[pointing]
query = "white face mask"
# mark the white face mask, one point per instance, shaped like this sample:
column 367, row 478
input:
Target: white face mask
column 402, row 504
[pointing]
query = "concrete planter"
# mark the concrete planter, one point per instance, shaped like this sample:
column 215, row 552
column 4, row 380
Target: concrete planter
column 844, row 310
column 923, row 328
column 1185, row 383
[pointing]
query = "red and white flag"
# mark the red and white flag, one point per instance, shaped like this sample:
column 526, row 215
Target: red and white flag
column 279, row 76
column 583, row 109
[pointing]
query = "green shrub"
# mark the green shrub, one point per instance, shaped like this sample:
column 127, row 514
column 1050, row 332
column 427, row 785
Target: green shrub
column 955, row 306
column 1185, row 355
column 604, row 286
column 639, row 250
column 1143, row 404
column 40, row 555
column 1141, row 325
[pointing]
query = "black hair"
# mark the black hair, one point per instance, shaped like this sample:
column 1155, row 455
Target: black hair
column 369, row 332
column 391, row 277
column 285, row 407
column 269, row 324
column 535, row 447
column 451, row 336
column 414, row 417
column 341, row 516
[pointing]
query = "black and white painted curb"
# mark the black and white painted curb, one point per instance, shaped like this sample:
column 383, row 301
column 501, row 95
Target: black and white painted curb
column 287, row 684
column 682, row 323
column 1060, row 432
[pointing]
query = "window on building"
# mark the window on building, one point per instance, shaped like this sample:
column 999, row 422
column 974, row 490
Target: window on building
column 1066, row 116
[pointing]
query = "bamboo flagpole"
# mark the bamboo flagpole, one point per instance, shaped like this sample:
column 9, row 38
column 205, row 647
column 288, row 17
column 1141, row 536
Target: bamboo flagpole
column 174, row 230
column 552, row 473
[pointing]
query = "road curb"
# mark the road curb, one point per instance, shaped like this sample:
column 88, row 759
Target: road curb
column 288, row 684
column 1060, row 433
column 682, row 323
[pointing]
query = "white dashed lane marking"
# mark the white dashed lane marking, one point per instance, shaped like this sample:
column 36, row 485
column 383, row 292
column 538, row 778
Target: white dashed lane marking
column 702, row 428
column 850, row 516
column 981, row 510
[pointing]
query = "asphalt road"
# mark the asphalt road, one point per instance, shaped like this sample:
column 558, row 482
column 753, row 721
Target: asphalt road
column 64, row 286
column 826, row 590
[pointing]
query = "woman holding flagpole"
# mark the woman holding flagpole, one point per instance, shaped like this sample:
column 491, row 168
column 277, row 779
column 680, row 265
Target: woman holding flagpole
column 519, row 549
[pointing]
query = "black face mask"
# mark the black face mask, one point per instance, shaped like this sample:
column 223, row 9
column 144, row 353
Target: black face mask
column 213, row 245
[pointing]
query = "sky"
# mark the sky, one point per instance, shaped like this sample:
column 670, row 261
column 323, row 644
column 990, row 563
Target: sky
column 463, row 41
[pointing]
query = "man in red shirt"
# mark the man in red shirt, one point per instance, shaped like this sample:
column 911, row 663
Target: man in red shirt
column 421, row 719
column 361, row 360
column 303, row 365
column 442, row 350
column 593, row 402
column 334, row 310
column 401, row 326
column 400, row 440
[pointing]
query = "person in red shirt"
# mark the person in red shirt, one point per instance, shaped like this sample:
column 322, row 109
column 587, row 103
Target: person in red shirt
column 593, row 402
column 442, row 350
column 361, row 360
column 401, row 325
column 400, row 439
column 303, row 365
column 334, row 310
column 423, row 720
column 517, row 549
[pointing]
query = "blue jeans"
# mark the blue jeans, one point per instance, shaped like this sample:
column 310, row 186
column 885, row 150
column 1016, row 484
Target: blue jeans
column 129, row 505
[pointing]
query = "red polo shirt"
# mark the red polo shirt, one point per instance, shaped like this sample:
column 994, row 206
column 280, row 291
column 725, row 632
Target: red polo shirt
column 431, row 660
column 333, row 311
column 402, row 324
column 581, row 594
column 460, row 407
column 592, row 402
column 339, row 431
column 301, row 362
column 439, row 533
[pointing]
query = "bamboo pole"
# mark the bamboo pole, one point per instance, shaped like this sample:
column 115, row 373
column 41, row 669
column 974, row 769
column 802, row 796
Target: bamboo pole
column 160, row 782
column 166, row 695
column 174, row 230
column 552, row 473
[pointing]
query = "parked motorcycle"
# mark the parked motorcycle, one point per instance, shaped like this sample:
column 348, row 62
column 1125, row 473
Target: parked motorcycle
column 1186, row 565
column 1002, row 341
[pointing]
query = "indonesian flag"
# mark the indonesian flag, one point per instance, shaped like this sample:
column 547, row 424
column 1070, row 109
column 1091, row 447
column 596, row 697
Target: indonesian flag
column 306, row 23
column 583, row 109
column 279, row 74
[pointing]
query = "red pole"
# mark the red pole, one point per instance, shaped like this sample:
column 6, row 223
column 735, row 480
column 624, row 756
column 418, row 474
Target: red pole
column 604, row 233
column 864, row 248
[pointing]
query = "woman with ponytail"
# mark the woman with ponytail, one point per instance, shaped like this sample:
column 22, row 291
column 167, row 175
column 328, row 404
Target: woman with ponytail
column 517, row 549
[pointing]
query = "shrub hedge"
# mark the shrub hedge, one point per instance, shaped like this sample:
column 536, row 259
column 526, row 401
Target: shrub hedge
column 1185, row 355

(YOUR INSTRUCTIONS):
Take the records above and write each one out again exactly.

(TASK RESPONSE):
[pointing]
query = "white face mask"
# mark the white face mask, one point per instance, shaped like this sample:
column 367, row 478
input:
Target: white face mask
column 402, row 504
[pointing]
query = "concrete planter"
# mark the concrete planter, one point per instance, shaped like this sample:
column 215, row 552
column 4, row 380
Target: concrete planter
column 844, row 310
column 923, row 328
column 1185, row 383
[pointing]
query = "red and white flag"
# mark the red and white flag, one point per instance, shaped like this sample:
column 526, row 215
Target: red and white flag
column 279, row 76
column 583, row 109
[pointing]
query = "green shrub"
# mark the green shrub, one point per instance, shaped like this sample:
column 127, row 514
column 1050, row 332
column 427, row 785
Target: green shrub
column 955, row 306
column 1185, row 355
column 604, row 286
column 639, row 250
column 1143, row 404
column 40, row 555
column 1141, row 325
[pointing]
query = "black hair"
# mark the black hair, one point per instance, shaped like this sample:
column 1155, row 455
Target: black hair
column 369, row 332
column 391, row 277
column 285, row 407
column 269, row 324
column 535, row 447
column 451, row 336
column 414, row 417
column 341, row 516
[pointing]
query = "black and white painted curb"
# mark the black and white painted curb, one point per instance, shaped like this sample:
column 383, row 301
column 501, row 95
Target: black and white painted curb
column 287, row 684
column 682, row 323
column 1060, row 432
[pointing]
query = "window on building"
# mark the window on building, one point per instance, shaped like this sample:
column 999, row 422
column 974, row 490
Target: window on building
column 1066, row 116
[pointing]
query = "bamboo flagpole"
# mark the bamboo flagpole, one point per instance, shaped like this sample:
column 9, row 38
column 205, row 647
column 288, row 17
column 1141, row 536
Target: bamboo flagpole
column 174, row 230
column 552, row 473
[pointing]
query = "road curb"
# mark the road curb, one point per instance, shaped like this sample:
column 88, row 759
Target: road curb
column 288, row 684
column 1060, row 433
column 682, row 323
[pointing]
query = "white dashed lane marking"
# mark the white dashed lane marking, one point per instance, shaped like this sample:
column 36, row 485
column 383, row 292
column 538, row 778
Target: white dashed lane marking
column 702, row 428
column 850, row 516
column 981, row 510
[pointing]
query = "asphalt road"
# mark the asphalt road, one point per instance, shaped like this sample:
column 558, row 482
column 753, row 721
Target: asphalt road
column 64, row 286
column 826, row 590
[pointing]
query = "woman holding flagpole"
# mark the woman holding flagpole, one point per instance, shaped like this sample:
column 491, row 168
column 277, row 779
column 680, row 265
Target: woman holding flagpole
column 519, row 549
[pointing]
query = "black face mask"
# mark the black face mask, one point per instance, shaped like this sample:
column 223, row 9
column 144, row 353
Target: black face mask
column 213, row 245
[pointing]
query = "sky"
# mark the sky, one point per instance, shaped like this sample:
column 670, row 261
column 323, row 644
column 990, row 563
Target: sky
column 463, row 41
[pointing]
query = "man in red shirt"
# mark the man in red shirt, one point per instance, shaped like this sample:
column 911, row 663
Target: man in red shirt
column 421, row 719
column 361, row 360
column 303, row 365
column 442, row 350
column 593, row 402
column 334, row 310
column 401, row 326
column 400, row 440
[pointing]
query = "person in red shirt"
# mark the person in red shirt, one point per instance, shaped like this sample:
column 322, row 109
column 587, row 103
Target: person in red shirt
column 593, row 402
column 442, row 350
column 361, row 360
column 401, row 325
column 400, row 439
column 303, row 365
column 334, row 310
column 423, row 720
column 517, row 549
[pointing]
query = "blue jeans"
# mark the blue jeans, one point per instance, shaped like this sample:
column 310, row 186
column 885, row 150
column 1016, row 484
Target: blue jeans
column 129, row 505
[pointing]
query = "red polo shirt"
# mark the red polo shirt, one point per instance, shaped like this sample:
column 994, row 206
column 280, row 291
column 725, row 632
Target: red polo shirt
column 431, row 660
column 333, row 311
column 402, row 324
column 581, row 594
column 460, row 407
column 592, row 402
column 339, row 431
column 301, row 362
column 439, row 533
[pointing]
query = "bamboo pole"
# mark the bamboo pole, one point per instance, shaped like this sample:
column 115, row 373
column 41, row 669
column 974, row 769
column 802, row 796
Target: bamboo pole
column 160, row 782
column 166, row 695
column 174, row 230
column 552, row 473
[pointing]
query = "parked motorcycle"
# mark the parked motorcycle, one point per instance, shaped like this sample:
column 348, row 62
column 1125, row 473
Target: parked motorcycle
column 1186, row 565
column 1002, row 341
[pointing]
query = "indonesian flag"
# mark the indonesian flag, one point per instance, shaped like this sample:
column 547, row 424
column 1070, row 109
column 1091, row 447
column 596, row 697
Target: indonesian flag
column 306, row 23
column 583, row 109
column 279, row 74
[pointing]
query = "red pole"
# mark the red pole, one point per instance, shaped like this sample:
column 6, row 223
column 735, row 480
column 624, row 756
column 418, row 474
Target: red pole
column 604, row 233
column 864, row 248
[pointing]
query = "woman with ponytail"
# mark the woman with ponytail, one point per instance, shaped like this sample:
column 22, row 291
column 167, row 175
column 328, row 404
Target: woman with ponytail
column 517, row 549
[pointing]
query = "shrub hedge"
# mark the shrub hedge, one point per instance, shaped like this sample:
column 536, row 259
column 526, row 401
Target: shrub hedge
column 1185, row 355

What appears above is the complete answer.